§ **TASK STATEMENT**: Return each line of the data below exactly, omitting any pictures.

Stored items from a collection
** Start **

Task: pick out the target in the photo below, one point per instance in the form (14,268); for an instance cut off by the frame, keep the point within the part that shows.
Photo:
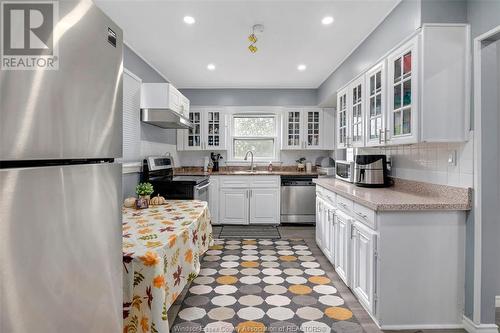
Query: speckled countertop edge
(237,171)
(403,196)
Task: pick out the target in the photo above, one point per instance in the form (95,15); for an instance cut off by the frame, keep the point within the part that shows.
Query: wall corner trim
(472,327)
(127,44)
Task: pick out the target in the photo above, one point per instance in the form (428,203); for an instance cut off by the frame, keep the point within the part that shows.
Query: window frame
(276,138)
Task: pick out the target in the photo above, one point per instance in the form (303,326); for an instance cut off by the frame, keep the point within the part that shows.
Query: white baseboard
(422,327)
(472,327)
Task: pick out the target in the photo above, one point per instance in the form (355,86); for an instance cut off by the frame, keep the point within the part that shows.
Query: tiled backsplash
(429,162)
(287,157)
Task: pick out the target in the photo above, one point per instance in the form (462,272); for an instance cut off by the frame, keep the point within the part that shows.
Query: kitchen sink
(248,172)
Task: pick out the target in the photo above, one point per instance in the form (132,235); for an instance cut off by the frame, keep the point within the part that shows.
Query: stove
(159,171)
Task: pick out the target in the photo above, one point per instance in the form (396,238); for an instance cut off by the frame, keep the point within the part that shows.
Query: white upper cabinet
(375,129)
(208,132)
(418,93)
(164,96)
(342,125)
(402,90)
(307,128)
(292,130)
(356,93)
(350,115)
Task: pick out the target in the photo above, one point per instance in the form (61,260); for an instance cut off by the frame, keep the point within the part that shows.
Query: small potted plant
(144,191)
(300,164)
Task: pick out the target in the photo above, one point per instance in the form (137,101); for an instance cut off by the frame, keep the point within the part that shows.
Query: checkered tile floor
(258,285)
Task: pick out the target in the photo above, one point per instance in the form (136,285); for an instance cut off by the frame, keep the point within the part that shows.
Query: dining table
(162,247)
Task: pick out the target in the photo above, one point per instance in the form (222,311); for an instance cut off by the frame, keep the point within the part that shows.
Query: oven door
(201,191)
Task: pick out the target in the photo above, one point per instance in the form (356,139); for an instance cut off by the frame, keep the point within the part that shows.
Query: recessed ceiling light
(327,20)
(189,20)
(301,67)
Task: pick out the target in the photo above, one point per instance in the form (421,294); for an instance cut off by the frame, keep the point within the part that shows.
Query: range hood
(165,118)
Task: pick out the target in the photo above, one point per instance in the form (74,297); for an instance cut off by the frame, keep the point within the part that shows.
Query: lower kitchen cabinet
(406,268)
(264,205)
(213,199)
(325,217)
(233,206)
(363,261)
(248,200)
(341,240)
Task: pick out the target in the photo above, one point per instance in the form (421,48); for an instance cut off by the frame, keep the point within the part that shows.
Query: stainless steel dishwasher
(298,199)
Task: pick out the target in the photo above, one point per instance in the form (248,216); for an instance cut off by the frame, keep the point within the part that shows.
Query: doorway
(487,176)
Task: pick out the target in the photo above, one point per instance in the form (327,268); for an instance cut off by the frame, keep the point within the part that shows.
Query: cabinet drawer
(364,215)
(233,182)
(344,204)
(264,181)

** End **

§ **IN RESPONSE**:
Task: pick out the target in the photo below, one point per instance in the form (14,268); for an instance cut off by the frame, keep the point within the part that shows.
Photo:
Query: speckled countertop edge
(237,171)
(403,196)
Task: pick out the target in the photo above, one point per instance in the form (95,15); for an instance cut off by the frame, keep the point within the part that shows.
Query: wall corner trim
(472,327)
(127,44)
Task: pick out the target in the photo above, one point per instance in the form (428,203); for an instance cut off by the frame, keep the point within the part that shows.
Query: window frame
(276,138)
Task: pick out the target in the photo above, one point per instance in the form (303,326); for an instance cut off by the frame, keep the point within the part that shows.
Query: white baseboard
(422,327)
(472,327)
Task: pick out the target in the photo above, one point per instance in the form (355,86); for an instance cut off by the frame, keep the point within the part that shows.
Query: tiled backsplash
(429,162)
(287,157)
Task: pick out the target in the photo above, one point per instance in the form (462,272); for an instance cut off by the frame, keep the point within the part that shows.
Query: kitchen sink
(248,172)
Task: pick out the target in the photo above, one point per instance in the form (132,235); for an instance cut off by the frame, keep the point within the part that shows.
Query: stove
(159,171)
Task: pick out the target in the photo above, one point per instance in the form (396,238); for an instance cut off by the frame, keep the point within the part that shows.
Query: white upper cabinet
(375,129)
(208,132)
(418,93)
(164,96)
(342,125)
(402,90)
(307,128)
(292,130)
(356,93)
(350,115)
Task: pick out the target in the photo above, one point per instance in the form (61,260); for an instance cut off by the frame, keep the point within the part that shows.
Query: small potted plant
(144,191)
(300,164)
Task: pick out the target in the photo above, one point per instance in the form (137,101); for an instance cut off by the frame, keep the point within the part that shows.
Query: checkered tile floor
(258,285)
Task: pick out the target in the photo above, one point per instance in the form (136,285); for an instance cut off by the frame, keep the point within the part that shows.
Query: dining table
(162,247)
Task: pick out the target in the photo above, one point per instance in the form (222,311); for an instance cut off by the frame, keep the point within the part that shows.
Query: oven door
(201,191)
Task: pick out the target in the photo above, one point per instance in the form (356,139); for an instance cut off by the frame, keep the point within the part that shows.
Query: recessed ceiling light
(327,20)
(189,20)
(301,67)
Task: pick out the target in the photo above, one point per instance in the form (421,294); for an instance cut off by the frame, keep the point within the part that shows.
Query: range hood
(165,118)
Task: pick out the target in the photo above, one point per instance in the form (74,297); for an instance cut off by the frame, keep the point within the part that shows.
Query: lower kitchen cabinet
(406,268)
(264,205)
(213,199)
(325,217)
(233,206)
(363,261)
(248,200)
(341,240)
Task: pick out the target in the photo above, one point per instance in the form (421,48); for an instance cut off by the frame, keep the point within the part that shows.
Query: stainless steel dishwasher
(298,199)
Task: pick out the target in the photo above, one point per instance in the form (248,216); for an instance cut off by the frame, keep the point within the part that shows.
Query: doorway
(487,176)
Task: pick out the target in the photo above, one point per instance in the form (327,268); for an instance cut off by the frame, keep the point within the part that shows.
Query: cabinet drawer
(364,215)
(233,182)
(344,204)
(264,181)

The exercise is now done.